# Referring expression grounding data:
Start of Block

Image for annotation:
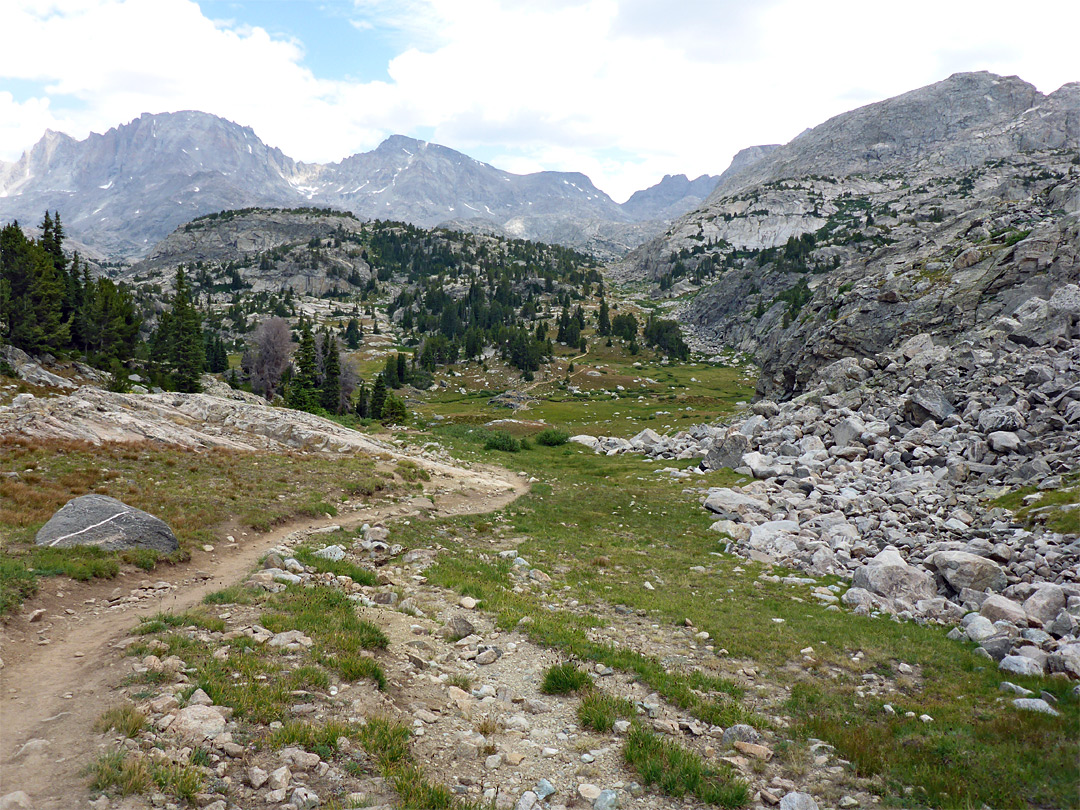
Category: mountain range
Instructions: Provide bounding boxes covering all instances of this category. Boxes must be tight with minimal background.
[0,113,717,261]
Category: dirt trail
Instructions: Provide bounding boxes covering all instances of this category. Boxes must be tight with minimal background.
[0,460,525,807]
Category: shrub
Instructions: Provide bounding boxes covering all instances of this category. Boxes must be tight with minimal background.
[535,428,570,447]
[484,432,523,453]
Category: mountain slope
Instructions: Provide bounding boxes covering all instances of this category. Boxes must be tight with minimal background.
[615,72,1079,399]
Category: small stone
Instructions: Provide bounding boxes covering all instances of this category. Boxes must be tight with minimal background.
[475,649,498,665]
[281,746,321,772]
[187,688,212,706]
[541,747,558,758]
[593,789,619,810]
[459,596,478,609]
[267,765,291,790]
[290,785,320,810]
[779,793,819,810]
[27,609,46,623]
[999,656,1044,678]
[534,779,556,800]
[577,784,602,802]
[999,681,1034,697]
[485,753,503,769]
[734,741,773,760]
[721,724,760,746]
[839,798,860,809]
[0,792,34,810]
[247,765,268,788]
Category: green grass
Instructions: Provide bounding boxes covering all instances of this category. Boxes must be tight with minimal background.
[399,429,1078,808]
[294,545,378,586]
[624,724,748,807]
[578,691,635,732]
[395,459,431,482]
[202,583,262,606]
[134,610,225,635]
[86,750,203,801]
[991,470,1079,534]
[541,662,591,694]
[261,586,389,652]
[86,750,151,796]
[484,431,526,452]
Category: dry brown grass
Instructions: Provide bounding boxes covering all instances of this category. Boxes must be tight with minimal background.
[0,436,408,613]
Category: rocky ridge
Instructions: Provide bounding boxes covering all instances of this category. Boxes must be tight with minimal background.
[571,326,1080,680]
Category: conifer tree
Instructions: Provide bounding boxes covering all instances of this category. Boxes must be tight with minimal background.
[170,268,205,393]
[286,323,319,411]
[597,297,610,336]
[383,353,399,388]
[370,374,387,419]
[354,379,370,419]
[0,221,70,353]
[344,317,361,349]
[320,331,341,413]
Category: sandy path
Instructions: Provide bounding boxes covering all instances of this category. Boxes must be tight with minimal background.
[0,461,525,807]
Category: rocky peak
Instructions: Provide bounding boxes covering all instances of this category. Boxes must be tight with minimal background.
[621,173,721,221]
[712,72,1071,197]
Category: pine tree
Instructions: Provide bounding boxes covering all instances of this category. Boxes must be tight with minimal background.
[383,353,399,388]
[286,324,319,411]
[354,379,369,419]
[320,331,341,413]
[170,268,205,393]
[370,374,387,419]
[381,393,407,424]
[344,317,361,349]
[597,297,610,336]
[0,222,70,354]
[396,352,407,386]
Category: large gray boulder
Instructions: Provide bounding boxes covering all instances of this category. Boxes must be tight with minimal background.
[702,431,751,470]
[903,383,955,425]
[34,494,179,553]
[925,551,1007,594]
[1022,585,1066,627]
[851,546,936,604]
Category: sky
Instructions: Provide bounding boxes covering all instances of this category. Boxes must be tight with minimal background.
[1,0,1077,202]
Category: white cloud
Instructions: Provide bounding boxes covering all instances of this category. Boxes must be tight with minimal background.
[1,0,1077,201]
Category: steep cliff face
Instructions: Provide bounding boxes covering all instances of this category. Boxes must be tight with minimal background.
[617,73,1079,399]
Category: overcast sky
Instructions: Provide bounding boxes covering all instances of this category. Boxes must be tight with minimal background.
[2,0,1077,202]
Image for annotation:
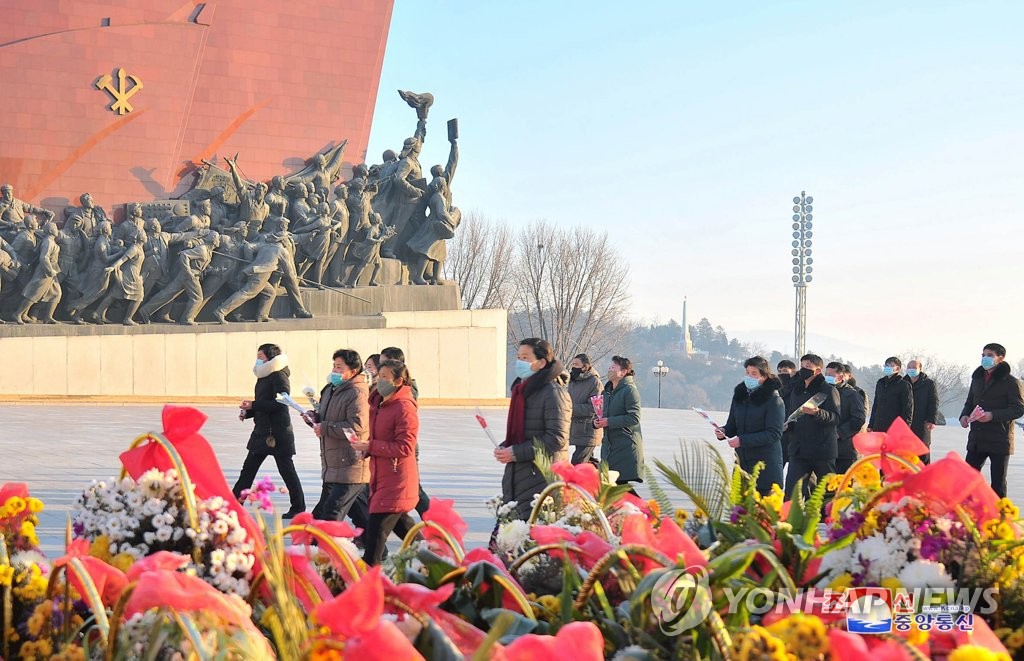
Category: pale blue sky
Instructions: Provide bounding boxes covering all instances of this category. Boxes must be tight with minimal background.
[367,1,1024,366]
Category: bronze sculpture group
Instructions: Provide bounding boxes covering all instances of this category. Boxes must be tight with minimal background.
[0,91,461,326]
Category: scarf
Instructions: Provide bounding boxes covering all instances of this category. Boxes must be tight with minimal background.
[504,361,560,445]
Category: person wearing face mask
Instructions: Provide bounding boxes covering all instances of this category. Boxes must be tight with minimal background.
[310,349,370,527]
[493,338,571,521]
[776,360,797,387]
[567,353,603,465]
[826,362,867,474]
[594,355,645,491]
[375,346,431,517]
[867,357,914,433]
[715,356,784,495]
[904,358,940,464]
[232,343,306,518]
[364,353,381,389]
[960,343,1024,498]
[782,354,841,499]
[350,359,420,565]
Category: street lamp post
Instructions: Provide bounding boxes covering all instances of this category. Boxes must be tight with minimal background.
[651,360,670,408]
[790,192,814,359]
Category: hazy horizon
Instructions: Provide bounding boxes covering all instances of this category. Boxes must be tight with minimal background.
[367,1,1024,365]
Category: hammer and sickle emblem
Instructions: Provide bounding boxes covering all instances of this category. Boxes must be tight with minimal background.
[95,67,144,115]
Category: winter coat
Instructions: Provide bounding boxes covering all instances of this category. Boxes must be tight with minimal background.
[600,375,645,483]
[245,355,296,456]
[783,374,841,461]
[721,377,784,494]
[836,382,868,460]
[568,368,603,448]
[906,373,940,446]
[368,384,420,513]
[868,374,913,432]
[961,362,1024,455]
[502,363,571,520]
[317,372,370,484]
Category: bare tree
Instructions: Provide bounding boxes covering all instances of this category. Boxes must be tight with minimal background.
[904,350,970,410]
[509,220,633,362]
[442,211,515,309]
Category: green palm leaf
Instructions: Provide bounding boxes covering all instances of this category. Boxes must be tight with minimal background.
[653,439,732,521]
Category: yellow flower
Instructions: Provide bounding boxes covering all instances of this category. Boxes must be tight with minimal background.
[880,577,902,593]
[828,573,854,590]
[761,484,785,514]
[862,510,880,536]
[26,497,44,514]
[50,644,87,661]
[995,521,1016,541]
[0,565,13,586]
[948,645,1011,661]
[852,463,881,488]
[998,498,1020,520]
[4,496,26,515]
[110,553,135,573]
[20,520,39,546]
[90,535,113,562]
[765,612,829,659]
[907,617,929,647]
[673,508,689,526]
[823,473,844,492]
[18,638,54,659]
[537,594,561,621]
[730,625,789,661]
[27,602,49,637]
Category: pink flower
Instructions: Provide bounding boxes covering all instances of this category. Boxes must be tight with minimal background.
[422,498,468,551]
[551,461,600,496]
[620,514,707,571]
[504,621,604,661]
[530,526,614,569]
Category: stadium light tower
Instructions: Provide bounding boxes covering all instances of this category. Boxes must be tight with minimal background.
[790,192,814,359]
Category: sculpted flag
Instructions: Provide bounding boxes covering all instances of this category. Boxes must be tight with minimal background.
[119,405,264,554]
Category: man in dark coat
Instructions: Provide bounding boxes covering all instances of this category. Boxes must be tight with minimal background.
[567,354,602,465]
[826,362,867,474]
[960,343,1024,498]
[782,354,841,499]
[868,356,914,433]
[232,344,306,517]
[905,358,941,464]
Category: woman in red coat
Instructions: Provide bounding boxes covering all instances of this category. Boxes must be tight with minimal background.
[351,359,419,565]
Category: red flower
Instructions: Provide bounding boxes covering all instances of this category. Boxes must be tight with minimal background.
[54,553,127,608]
[530,526,614,569]
[283,547,333,611]
[0,482,28,506]
[828,629,912,660]
[384,578,455,612]
[853,418,929,476]
[119,405,264,558]
[125,568,261,638]
[313,566,424,659]
[886,452,1000,524]
[620,514,707,571]
[289,512,360,543]
[551,461,601,497]
[461,547,507,569]
[504,621,604,661]
[125,550,189,580]
[422,498,469,551]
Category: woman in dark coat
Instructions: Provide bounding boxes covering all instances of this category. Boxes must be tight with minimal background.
[493,338,571,521]
[231,343,306,518]
[568,353,603,465]
[351,359,419,565]
[595,355,644,488]
[716,356,785,496]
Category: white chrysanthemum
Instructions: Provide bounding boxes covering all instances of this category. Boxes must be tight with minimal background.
[898,559,954,589]
[817,545,854,580]
[210,549,226,568]
[155,526,173,542]
[854,534,910,583]
[495,520,531,555]
[212,520,229,536]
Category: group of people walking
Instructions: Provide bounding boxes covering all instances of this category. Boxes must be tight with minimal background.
[228,336,1023,560]
[719,343,1024,499]
[231,343,425,565]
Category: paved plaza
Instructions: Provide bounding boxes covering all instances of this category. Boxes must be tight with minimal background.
[1,404,1017,555]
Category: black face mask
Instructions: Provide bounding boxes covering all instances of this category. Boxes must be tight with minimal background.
[798,367,816,381]
[569,367,583,380]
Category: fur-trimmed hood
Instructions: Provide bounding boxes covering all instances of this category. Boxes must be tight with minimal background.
[732,375,782,405]
[971,360,1012,383]
[254,353,289,379]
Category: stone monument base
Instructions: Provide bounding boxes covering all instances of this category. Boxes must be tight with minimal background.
[0,309,508,403]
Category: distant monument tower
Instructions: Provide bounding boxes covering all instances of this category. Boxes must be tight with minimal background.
[681,297,695,356]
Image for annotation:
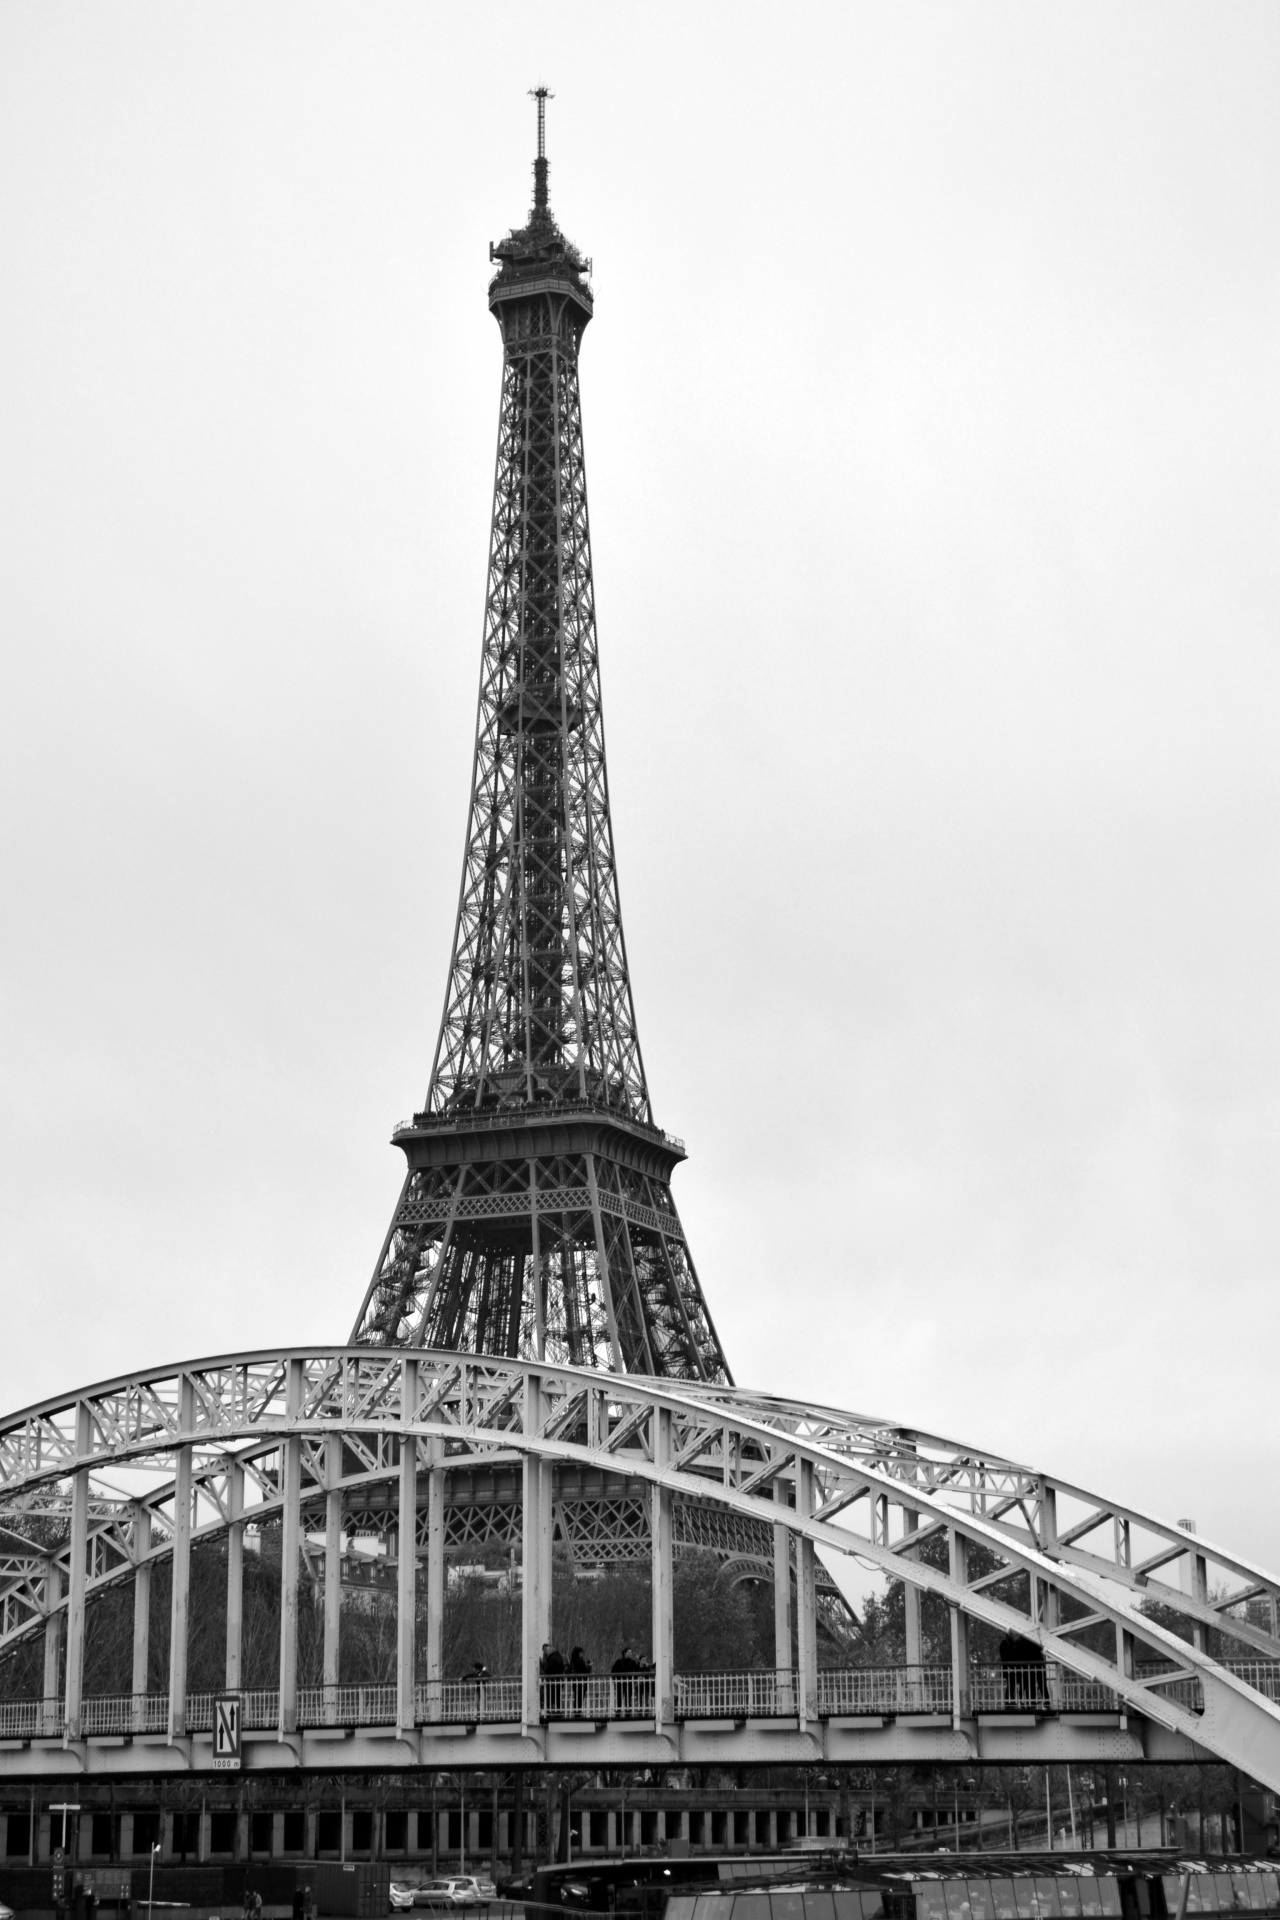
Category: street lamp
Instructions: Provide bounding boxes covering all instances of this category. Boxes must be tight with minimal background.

End of Block

# TASK ITEM:
Would you state how many lines of the data above hold the string "tower"? Reply with the number alone.

# ANSWER FOR THIS EXERCISE:
2